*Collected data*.
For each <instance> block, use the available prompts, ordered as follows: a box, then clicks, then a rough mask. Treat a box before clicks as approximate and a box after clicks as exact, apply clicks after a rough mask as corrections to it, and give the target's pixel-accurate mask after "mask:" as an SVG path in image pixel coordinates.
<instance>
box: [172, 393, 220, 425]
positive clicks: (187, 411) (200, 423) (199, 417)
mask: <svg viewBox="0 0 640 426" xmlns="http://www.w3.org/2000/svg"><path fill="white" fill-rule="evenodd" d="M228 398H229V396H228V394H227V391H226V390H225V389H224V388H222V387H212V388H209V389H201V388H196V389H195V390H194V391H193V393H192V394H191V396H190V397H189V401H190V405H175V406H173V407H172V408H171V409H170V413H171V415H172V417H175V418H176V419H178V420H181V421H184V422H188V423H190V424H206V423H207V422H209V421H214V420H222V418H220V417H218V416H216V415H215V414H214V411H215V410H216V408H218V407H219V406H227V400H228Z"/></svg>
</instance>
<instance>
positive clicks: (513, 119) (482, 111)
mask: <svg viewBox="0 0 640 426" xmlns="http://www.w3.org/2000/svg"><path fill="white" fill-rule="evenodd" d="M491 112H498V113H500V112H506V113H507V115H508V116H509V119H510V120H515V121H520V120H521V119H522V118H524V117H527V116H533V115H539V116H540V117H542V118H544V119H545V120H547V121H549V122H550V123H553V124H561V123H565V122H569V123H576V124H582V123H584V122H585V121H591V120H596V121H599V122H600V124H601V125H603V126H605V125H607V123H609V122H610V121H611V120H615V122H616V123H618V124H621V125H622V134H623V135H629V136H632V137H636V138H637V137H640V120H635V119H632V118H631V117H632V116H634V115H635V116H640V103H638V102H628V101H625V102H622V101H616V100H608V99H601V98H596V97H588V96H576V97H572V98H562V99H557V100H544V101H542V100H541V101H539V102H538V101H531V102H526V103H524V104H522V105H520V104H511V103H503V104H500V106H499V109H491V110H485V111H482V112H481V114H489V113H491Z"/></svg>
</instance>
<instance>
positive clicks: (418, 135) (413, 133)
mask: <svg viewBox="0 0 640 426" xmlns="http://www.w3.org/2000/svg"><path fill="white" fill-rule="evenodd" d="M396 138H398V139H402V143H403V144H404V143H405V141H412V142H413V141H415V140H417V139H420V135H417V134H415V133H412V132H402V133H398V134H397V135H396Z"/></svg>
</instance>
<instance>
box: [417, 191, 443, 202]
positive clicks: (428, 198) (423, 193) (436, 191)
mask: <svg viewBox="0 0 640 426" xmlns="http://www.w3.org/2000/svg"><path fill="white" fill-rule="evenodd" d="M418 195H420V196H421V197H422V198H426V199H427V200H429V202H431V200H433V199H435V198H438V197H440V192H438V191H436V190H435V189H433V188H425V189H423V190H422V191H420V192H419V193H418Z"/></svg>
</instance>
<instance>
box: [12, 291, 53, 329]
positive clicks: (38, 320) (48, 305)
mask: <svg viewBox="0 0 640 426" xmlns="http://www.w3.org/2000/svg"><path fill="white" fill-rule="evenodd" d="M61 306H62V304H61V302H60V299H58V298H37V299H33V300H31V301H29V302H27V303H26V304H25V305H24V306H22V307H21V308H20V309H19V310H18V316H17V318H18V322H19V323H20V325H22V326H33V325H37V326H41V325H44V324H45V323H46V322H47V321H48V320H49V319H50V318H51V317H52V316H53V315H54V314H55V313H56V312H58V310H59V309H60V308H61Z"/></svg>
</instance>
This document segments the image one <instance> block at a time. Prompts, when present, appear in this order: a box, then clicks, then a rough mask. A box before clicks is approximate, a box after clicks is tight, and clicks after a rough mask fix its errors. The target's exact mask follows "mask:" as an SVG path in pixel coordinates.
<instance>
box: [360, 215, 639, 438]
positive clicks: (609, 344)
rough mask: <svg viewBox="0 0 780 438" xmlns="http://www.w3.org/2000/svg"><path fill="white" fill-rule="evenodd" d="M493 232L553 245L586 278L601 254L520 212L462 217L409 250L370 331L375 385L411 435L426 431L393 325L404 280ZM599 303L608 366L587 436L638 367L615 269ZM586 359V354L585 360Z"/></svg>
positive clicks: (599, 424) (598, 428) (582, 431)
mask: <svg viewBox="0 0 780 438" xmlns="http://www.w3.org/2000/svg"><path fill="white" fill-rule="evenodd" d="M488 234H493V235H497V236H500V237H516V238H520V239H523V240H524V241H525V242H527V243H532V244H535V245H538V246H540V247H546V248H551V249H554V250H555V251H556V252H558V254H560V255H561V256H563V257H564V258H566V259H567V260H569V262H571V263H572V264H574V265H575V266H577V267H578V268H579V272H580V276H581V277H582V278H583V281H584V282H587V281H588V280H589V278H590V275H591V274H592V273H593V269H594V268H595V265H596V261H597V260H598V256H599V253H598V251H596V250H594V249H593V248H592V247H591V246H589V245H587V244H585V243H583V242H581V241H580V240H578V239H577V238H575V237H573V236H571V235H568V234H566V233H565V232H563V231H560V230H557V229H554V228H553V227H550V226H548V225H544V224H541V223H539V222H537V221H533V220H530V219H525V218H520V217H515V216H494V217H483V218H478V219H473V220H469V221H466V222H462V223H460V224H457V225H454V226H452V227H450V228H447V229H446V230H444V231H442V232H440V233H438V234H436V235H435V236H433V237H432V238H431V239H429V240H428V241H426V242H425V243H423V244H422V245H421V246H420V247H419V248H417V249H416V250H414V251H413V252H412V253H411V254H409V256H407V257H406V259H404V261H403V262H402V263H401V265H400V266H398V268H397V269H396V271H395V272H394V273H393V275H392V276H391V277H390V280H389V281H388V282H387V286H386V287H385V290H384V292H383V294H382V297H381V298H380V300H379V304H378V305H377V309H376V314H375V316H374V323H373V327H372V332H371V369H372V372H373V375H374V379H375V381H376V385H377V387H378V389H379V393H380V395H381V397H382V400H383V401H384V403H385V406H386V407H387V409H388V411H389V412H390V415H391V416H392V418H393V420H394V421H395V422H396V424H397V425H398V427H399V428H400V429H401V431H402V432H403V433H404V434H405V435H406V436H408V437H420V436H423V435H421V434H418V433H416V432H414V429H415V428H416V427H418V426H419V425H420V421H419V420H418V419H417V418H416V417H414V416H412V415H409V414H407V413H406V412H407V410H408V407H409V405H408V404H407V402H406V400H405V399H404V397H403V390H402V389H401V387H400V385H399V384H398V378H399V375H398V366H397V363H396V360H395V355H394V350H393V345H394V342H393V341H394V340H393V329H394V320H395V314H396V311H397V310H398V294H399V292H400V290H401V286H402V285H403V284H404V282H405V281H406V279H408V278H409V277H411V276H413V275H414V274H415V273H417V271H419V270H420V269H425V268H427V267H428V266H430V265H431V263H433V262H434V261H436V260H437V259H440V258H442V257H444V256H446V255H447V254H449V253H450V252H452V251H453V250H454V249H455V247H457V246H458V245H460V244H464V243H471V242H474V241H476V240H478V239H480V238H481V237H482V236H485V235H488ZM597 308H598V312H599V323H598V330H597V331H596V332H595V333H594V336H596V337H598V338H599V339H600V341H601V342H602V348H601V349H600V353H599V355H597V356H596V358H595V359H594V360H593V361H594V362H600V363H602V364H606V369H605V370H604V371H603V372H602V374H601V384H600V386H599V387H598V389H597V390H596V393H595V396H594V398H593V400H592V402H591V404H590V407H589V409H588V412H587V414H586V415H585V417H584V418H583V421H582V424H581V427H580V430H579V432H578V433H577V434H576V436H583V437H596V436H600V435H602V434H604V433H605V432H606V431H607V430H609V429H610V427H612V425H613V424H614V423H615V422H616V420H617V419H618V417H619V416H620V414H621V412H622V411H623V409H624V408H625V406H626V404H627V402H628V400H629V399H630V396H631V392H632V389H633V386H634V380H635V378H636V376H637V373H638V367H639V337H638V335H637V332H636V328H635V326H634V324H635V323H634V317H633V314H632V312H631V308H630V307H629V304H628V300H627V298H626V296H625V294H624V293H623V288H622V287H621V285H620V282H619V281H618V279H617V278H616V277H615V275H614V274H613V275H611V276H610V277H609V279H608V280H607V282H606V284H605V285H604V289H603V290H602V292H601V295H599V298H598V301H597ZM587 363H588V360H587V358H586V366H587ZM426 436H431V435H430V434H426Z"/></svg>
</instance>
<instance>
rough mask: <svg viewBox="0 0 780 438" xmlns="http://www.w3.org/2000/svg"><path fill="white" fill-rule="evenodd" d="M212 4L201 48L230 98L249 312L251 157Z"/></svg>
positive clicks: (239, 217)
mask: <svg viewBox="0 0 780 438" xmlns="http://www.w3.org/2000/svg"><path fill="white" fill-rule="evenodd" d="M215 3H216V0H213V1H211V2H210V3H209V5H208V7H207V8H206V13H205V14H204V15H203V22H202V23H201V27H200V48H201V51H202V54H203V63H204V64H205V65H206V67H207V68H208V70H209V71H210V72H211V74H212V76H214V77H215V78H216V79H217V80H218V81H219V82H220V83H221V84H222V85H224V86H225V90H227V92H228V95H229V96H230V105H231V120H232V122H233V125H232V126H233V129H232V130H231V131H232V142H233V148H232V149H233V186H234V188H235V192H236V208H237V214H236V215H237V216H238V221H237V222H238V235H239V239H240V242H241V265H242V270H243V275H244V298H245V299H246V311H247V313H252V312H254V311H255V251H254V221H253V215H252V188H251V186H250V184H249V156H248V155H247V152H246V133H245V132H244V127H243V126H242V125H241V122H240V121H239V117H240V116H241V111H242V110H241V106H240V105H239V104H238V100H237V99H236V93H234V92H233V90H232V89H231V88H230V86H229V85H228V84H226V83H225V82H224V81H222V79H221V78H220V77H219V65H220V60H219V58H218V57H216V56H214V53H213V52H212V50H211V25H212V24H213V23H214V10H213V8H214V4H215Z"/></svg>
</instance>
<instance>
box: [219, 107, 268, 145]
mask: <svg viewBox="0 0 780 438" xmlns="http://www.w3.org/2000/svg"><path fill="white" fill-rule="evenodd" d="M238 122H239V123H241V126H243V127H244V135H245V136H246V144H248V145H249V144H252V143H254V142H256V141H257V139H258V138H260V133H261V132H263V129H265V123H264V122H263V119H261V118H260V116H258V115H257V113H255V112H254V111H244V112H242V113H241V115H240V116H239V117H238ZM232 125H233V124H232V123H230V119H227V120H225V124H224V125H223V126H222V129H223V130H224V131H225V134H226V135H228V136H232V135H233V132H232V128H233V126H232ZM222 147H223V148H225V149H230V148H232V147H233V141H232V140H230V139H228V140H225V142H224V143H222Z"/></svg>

*What you need to do*.
Above are the records; print exactly the lines from the line with "box: [417, 191, 443, 202]" to the line with "232L553 245L586 278L601", including both, and nothing else.

*Your response*.
box: [417, 191, 443, 202]
positive clicks: (428, 198) (423, 193) (436, 191)
mask: <svg viewBox="0 0 640 426" xmlns="http://www.w3.org/2000/svg"><path fill="white" fill-rule="evenodd" d="M418 195H420V196H421V197H422V198H426V199H427V200H429V202H431V200H433V199H435V198H438V197H440V192H438V191H436V190H435V189H433V188H425V189H423V190H422V191H420V192H419V193H418Z"/></svg>
</instance>
<instance>
box: [12, 291, 53, 329]
positive clicks: (38, 320) (48, 305)
mask: <svg viewBox="0 0 640 426" xmlns="http://www.w3.org/2000/svg"><path fill="white" fill-rule="evenodd" d="M61 306H62V304H61V302H60V299H58V298H37V299H33V300H31V301H29V302H27V303H26V304H25V305H24V306H22V307H21V308H20V309H19V310H18V316H17V318H18V322H19V323H20V325H22V326H33V325H37V326H41V325H44V324H45V323H46V322H47V321H48V320H49V319H50V318H51V317H52V316H53V315H54V314H55V313H56V312H58V310H59V309H60V308H61Z"/></svg>
</instance>
This document segments the image one <instance> block at a time. Prompts, when present, appear in this order: a box, then clicks, then a rough mask. A box before clicks is approximate, a box after clicks is tight, and clicks after a rough mask fix its errors. The target's exact mask follows "mask:" as an SVG path in pixel coordinates.
<instance>
box: [360, 215, 639, 438]
positive clicks: (609, 344)
rough mask: <svg viewBox="0 0 780 438" xmlns="http://www.w3.org/2000/svg"><path fill="white" fill-rule="evenodd" d="M493 232L553 245L586 278L601 254L520 212L462 217L409 250L370 331L375 385L411 435L426 431L393 325L404 280ZM599 303L608 366L587 436L638 367L615 269ZM586 359V354L585 360Z"/></svg>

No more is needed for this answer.